● PROBLEM REQUIREMENTS: The entries that follow should be reproduced exactly, with no images carried over.

● DATASET ENTRIES:
━━━━

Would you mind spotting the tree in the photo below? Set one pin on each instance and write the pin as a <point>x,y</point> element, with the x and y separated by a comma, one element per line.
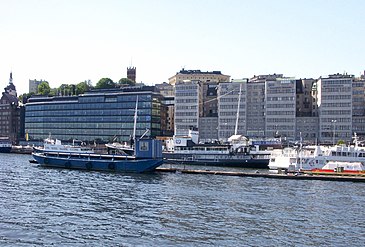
<point>82,87</point>
<point>105,83</point>
<point>65,90</point>
<point>124,81</point>
<point>44,88</point>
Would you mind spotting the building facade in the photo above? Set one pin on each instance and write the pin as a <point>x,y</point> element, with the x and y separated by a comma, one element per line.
<point>99,116</point>
<point>10,113</point>
<point>197,75</point>
<point>33,85</point>
<point>280,108</point>
<point>335,108</point>
<point>188,106</point>
<point>132,73</point>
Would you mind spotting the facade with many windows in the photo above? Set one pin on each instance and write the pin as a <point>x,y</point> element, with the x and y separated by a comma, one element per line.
<point>335,108</point>
<point>100,116</point>
<point>188,106</point>
<point>280,107</point>
<point>10,113</point>
<point>231,102</point>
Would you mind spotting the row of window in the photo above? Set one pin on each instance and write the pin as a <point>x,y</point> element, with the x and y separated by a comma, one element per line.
<point>77,106</point>
<point>280,113</point>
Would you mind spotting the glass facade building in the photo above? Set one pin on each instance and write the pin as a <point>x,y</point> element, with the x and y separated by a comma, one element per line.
<point>99,116</point>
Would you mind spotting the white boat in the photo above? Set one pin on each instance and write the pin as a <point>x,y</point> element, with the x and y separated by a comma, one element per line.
<point>5,145</point>
<point>51,145</point>
<point>344,167</point>
<point>316,157</point>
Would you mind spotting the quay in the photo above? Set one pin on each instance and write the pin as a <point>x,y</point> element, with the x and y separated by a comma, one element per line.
<point>305,176</point>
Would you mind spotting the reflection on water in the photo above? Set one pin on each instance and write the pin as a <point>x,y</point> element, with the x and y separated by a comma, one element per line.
<point>41,206</point>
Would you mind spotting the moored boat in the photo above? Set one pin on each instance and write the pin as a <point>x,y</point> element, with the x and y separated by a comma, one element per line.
<point>237,152</point>
<point>146,159</point>
<point>341,167</point>
<point>5,145</point>
<point>316,157</point>
<point>51,145</point>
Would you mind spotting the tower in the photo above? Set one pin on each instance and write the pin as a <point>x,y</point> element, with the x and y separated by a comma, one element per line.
<point>131,73</point>
<point>10,89</point>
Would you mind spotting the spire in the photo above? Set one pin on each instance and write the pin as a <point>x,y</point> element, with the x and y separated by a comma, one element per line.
<point>11,78</point>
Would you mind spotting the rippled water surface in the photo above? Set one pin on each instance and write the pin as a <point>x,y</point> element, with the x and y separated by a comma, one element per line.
<point>52,207</point>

━━━━

● SOLUTION TO THE PROBLEM:
Would you mind spotting the tree in the photo below? Set one pin on each instance and write the pin as a <point>x,y</point> element, with the x and y separated by a comma, one element per line.
<point>82,87</point>
<point>105,83</point>
<point>65,90</point>
<point>124,81</point>
<point>44,88</point>
Would you mind spotting the building facade in the photo above? Set one pin on each instance and write the pin as a <point>x,y</point> element, with the x and y separated by a comma, one element per line.
<point>99,116</point>
<point>10,113</point>
<point>197,75</point>
<point>33,85</point>
<point>280,108</point>
<point>335,108</point>
<point>188,106</point>
<point>132,73</point>
Would you mind spotting the facade with many windows in the photo above? Set one pin on each instance and write the pin as a <point>x,y</point> element, with the x and y separated by a comma, one element per line.
<point>335,108</point>
<point>100,116</point>
<point>188,106</point>
<point>280,107</point>
<point>10,113</point>
<point>231,102</point>
Would you mind spotting the row of window in the photo above? Set one pin on each instance and write the pin as a <point>x,y</point> element, with the x and y separated by a comma, one element per line.
<point>77,106</point>
<point>280,113</point>
Would you mind spotting the glass facade building in the photo above? Set one pin on each instance and write the pin as a <point>x,y</point> element, with the x and y separated by a comma, one element per line.
<point>99,116</point>
Would you mind spotting the white boat in the photo above? Set one pin on each instance and write the pin as a <point>x,y</point> element, with the x and y separated by a comma, one element per line.
<point>5,145</point>
<point>51,145</point>
<point>344,167</point>
<point>316,157</point>
Would you mind spotting the quay in the photo above? Set one pin on each instance and write the pin as a <point>x,y</point> element, with the x and y separated by a comma, one element per line.
<point>305,176</point>
Would you mind spotting the reflection on water in the photo above? Set one pin on each instance and write the pin as a <point>x,y</point> element, with the x and y separated by a comma, one element per line.
<point>41,206</point>
Would you mind spotting the moored boat in the photo above? Set one pin on each instance and write the pin as a <point>x,y</point> element, with the x and y separated by a comma, one element per line.
<point>237,152</point>
<point>146,159</point>
<point>341,167</point>
<point>5,145</point>
<point>316,157</point>
<point>51,145</point>
Would you mind spotting the tower in the photo above? Set one pin on each instance and write the pin as a <point>x,y</point> element, with the x and y separated by a comma, one element per line.
<point>131,73</point>
<point>10,89</point>
Would you mind spotting the spire in the photo above? Set one pin on each instance and write the pin as a <point>x,y</point> element, with the x and y separated by a comma, one element per line.
<point>11,78</point>
Would you mind spotting the rippled water surface in the photo above? Set one pin on each instance and write the pin as a <point>x,y</point> element, with the x and y separated by a comma, one element per line.
<point>52,207</point>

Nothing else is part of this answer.